:: Texte ::
•••••
ART | EXPO

Ricardo Lanzarini

02 Mar - 06 Avr 2013
Vernissage le 02 Mar 2013

Ricardo Lanzarini est un illusionniste qui maîtrise les jeux d’échelles. De loin, les traits arborent une construction abstraite de lignes, un réseau brouillon fait de pleins et de creux. Ce n’est qu’en s’approchant, aidé par la loupe mise à disposition, que l’on distingue les minuscules personnages qui fourmillent dans l’espace.

Ricardo Lanzarini
Ricardo Lanzarini

Ricardo Lanzarini est un conteur du banal, un observateur du quotidien qui construit et déconstruit des histoires comme des traces, comme des accumulations de scénettes dont les sources sont infinies.

«Quand je commence à dessiner, ces représentations ne sont pas préméditées, elles apparaissent tout simplement. Je les laisse flotter, elles sont là» Nietzsche, Kafka, Beckett, Carroll, Marx, faits divers, prisonniers, leadeurs religieux, reproductions d’œuvres d’art, hôpitaux; Lanzarini mêle les références et tisse un ensemble qui reflète le fonctionnement de la pensée et de l’histoire humaine où les catégorisations et les classifications ne sont le résultat que d’une réflexion à postériori.

Aucune description d’espace ou de temps; les lieux ne sont pas identifiables, les temps anachroniques. Avec minutie et précision, les personnages se multiplient pour trouver leur place et littéralement envahir les murs de la galerie dans une construction délirante.
•••••
:: Extraits d'un jeu de données d'annotation par points ::

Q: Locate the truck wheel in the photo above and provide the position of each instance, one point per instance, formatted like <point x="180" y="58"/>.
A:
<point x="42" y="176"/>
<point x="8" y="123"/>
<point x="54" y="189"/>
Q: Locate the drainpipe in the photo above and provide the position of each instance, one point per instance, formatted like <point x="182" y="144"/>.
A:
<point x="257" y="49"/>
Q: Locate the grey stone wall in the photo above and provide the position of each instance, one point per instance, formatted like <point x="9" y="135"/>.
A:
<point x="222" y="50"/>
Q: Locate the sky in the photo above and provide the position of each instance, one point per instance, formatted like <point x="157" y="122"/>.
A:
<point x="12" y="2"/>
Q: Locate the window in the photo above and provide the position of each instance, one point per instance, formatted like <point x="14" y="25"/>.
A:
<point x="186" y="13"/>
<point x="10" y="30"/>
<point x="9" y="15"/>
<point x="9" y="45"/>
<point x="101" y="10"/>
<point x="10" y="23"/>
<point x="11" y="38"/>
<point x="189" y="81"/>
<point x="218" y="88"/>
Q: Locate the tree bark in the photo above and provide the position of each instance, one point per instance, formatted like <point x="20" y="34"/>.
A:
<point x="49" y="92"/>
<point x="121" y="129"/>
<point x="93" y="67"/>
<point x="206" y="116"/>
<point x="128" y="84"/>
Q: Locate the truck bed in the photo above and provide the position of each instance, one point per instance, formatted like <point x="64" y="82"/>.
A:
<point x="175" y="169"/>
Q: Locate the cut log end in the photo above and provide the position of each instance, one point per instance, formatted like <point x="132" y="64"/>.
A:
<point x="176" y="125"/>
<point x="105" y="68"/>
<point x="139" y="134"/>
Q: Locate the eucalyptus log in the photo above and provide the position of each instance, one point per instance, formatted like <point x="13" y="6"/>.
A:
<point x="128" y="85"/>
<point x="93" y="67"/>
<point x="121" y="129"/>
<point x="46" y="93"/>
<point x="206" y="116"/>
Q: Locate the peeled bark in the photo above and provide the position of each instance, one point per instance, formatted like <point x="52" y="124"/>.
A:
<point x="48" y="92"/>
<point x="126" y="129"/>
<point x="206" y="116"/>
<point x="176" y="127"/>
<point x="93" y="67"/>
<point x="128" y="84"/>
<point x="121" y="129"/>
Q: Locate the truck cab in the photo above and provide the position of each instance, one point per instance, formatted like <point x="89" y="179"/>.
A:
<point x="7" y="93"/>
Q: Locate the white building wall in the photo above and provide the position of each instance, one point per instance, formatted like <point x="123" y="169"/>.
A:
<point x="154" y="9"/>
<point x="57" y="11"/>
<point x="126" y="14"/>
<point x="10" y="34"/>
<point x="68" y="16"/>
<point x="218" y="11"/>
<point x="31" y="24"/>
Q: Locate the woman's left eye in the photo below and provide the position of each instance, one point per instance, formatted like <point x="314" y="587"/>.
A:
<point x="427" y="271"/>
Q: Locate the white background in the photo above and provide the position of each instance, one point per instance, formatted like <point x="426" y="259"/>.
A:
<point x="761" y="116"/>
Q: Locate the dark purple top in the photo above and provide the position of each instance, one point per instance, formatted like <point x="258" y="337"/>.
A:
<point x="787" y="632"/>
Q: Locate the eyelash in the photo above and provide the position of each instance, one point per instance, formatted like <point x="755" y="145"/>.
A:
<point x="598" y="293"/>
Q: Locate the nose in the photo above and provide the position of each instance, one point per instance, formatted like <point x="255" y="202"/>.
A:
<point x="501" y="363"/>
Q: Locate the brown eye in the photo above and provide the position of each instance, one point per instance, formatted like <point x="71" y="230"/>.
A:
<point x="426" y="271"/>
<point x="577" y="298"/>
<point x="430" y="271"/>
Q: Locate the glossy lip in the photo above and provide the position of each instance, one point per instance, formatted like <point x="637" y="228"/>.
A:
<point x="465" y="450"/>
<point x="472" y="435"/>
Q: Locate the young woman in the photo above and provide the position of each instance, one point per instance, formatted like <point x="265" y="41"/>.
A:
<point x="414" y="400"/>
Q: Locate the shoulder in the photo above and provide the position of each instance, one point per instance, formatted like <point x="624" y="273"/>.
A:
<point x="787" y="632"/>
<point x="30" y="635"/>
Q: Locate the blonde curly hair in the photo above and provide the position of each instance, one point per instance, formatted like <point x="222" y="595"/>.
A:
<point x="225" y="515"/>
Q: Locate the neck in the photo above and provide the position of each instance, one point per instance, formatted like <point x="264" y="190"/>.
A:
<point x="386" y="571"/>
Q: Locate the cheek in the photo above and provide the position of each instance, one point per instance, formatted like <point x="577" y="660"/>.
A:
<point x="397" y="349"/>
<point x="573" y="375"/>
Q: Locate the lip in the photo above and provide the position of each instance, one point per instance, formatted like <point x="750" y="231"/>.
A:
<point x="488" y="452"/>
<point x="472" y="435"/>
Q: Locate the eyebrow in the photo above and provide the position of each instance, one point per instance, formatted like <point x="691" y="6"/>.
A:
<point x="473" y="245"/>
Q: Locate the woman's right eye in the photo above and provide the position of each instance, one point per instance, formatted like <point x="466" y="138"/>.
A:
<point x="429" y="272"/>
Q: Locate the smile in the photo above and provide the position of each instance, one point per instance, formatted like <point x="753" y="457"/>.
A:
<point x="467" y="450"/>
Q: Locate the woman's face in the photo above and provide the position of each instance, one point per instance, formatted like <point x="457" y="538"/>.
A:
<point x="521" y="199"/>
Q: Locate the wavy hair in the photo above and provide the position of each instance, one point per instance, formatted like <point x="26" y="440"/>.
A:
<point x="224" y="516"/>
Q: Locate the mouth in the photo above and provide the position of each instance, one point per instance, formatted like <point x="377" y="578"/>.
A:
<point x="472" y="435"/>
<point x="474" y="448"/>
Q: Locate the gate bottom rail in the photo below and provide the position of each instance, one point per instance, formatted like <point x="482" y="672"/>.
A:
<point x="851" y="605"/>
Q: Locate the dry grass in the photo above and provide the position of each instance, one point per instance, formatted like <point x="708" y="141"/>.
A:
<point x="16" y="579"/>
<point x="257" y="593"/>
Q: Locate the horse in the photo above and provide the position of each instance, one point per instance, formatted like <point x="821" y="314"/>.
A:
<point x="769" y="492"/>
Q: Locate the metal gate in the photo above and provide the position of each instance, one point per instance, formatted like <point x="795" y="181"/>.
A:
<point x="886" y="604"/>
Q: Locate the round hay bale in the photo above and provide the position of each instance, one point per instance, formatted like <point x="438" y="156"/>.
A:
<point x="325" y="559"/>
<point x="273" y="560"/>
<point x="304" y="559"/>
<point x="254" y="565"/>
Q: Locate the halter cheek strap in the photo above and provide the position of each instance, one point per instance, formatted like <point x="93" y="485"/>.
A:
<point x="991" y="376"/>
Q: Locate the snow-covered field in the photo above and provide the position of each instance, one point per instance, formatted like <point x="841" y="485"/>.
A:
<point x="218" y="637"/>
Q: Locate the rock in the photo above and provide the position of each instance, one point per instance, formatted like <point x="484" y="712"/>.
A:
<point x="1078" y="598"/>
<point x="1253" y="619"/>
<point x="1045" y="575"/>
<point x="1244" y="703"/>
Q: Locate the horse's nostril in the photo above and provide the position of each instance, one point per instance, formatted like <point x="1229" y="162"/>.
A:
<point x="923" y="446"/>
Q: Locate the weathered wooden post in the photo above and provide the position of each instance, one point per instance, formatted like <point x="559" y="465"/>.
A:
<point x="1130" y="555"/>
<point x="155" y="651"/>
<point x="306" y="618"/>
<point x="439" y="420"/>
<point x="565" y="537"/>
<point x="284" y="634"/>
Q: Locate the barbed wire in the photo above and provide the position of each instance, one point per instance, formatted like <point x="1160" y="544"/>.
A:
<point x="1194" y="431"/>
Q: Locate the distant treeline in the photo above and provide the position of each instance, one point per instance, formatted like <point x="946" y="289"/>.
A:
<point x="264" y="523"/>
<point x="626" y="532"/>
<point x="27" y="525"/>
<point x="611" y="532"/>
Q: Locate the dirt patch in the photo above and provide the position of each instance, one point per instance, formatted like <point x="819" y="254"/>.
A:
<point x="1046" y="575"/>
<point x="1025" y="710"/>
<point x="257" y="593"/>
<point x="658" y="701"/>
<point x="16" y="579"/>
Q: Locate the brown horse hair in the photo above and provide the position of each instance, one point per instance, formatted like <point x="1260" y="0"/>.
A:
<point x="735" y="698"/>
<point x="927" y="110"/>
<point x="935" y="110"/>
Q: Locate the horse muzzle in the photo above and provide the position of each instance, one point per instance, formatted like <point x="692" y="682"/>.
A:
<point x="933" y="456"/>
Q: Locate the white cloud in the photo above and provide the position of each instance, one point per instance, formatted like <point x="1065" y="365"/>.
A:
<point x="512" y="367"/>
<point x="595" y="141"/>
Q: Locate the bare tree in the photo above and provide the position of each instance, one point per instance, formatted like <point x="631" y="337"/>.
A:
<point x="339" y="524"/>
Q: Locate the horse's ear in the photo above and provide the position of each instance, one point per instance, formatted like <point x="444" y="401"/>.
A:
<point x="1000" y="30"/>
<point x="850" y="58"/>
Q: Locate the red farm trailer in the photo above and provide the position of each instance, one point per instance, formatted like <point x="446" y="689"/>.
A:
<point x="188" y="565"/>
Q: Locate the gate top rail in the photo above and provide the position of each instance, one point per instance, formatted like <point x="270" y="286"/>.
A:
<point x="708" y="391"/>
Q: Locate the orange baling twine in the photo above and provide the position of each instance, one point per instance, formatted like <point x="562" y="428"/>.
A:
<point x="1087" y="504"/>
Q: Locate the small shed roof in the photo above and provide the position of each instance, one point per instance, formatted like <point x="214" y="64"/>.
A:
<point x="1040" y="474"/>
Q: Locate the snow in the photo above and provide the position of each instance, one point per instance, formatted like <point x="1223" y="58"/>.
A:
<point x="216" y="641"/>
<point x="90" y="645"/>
•••••
Extrayez mot pour mot, du texte sur l'exposition de Ricardo Lanzarini, le passage qui va de «Ricardo Lanzarini est un illusionniste» jusqu'à «sources sont infinies.» inclus.

:: Réponse à l'exercice ::
Ricardo Lanzarini est un illusionniste qui maîtrise les jeux d’échelles. De loin, les traits arborent une construction abstraite de lignes, un réseau brouillon fait de pleins et de creux. Ce n’est qu’en s’approchant, aidé par la loupe mise à disposition, que l’on distingue les minuscules personnages qui fourmillent dans l’espace.

Ricardo Lanzarini
Ricardo Lanzarini

Ricardo Lanzarini est un conteur du banal, un observateur du quotidien qui construit et déconstruit des histoires comme des traces, comme des accumulations de scénettes dont les sources sont infinies.